**The exercise:** Write out, word for word, the records from the line containing "Can you spot any stainless" through the line containing "[217,177,233,208]", including both of those lines and nothing else.

**Stored rows:**
☆ ☆ ☆ ☆

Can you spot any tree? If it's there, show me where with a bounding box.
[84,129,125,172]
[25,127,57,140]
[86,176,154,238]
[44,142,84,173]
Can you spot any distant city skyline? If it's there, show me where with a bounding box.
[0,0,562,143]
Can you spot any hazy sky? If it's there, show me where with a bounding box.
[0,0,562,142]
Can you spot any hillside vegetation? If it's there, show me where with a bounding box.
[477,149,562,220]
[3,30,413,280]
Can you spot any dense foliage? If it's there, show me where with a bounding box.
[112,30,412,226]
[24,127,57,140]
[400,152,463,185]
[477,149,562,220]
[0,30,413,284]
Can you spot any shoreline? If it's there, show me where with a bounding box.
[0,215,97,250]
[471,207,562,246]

☆ ☆ ☆ ☆

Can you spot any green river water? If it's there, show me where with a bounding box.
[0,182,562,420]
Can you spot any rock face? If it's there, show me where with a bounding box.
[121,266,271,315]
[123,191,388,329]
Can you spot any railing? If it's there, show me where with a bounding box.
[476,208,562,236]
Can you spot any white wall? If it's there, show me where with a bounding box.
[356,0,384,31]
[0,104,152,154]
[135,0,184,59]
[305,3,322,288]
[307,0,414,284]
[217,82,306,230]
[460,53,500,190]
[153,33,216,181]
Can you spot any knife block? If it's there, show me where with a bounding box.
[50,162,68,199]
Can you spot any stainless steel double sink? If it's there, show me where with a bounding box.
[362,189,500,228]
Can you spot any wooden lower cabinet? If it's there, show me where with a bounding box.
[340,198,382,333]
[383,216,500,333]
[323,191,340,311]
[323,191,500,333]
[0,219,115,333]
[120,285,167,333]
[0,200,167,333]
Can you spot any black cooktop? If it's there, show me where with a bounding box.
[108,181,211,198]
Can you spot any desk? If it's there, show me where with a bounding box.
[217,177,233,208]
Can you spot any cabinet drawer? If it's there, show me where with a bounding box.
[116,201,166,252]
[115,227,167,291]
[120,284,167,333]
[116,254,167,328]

☆ ☆ ☆ ☆

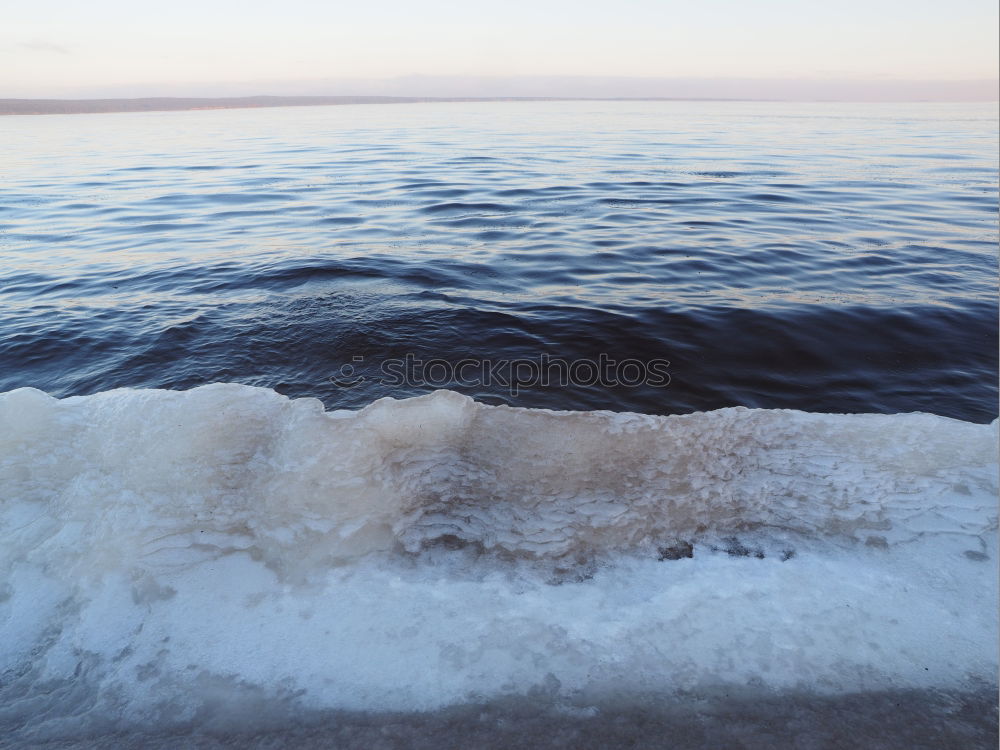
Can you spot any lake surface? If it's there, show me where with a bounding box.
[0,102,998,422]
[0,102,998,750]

☆ ☆ ☆ ☆

**Exercise solution:**
Can you spot any stainless steel double sink? If it's there, show me where with a bounding box.
[362,189,500,228]
Can you spot any wooden lower cabinet? If it's there, show me where with a bounding box.
[340,198,382,333]
[383,216,500,333]
[323,191,340,311]
[323,191,500,333]
[0,219,115,333]
[120,285,167,333]
[0,200,167,333]
Can you spot any black cooktop? If it's there, show me where with a bounding box.
[108,181,211,198]
Can you spot any desk? If it's there, show me where with a bounding box.
[217,177,233,208]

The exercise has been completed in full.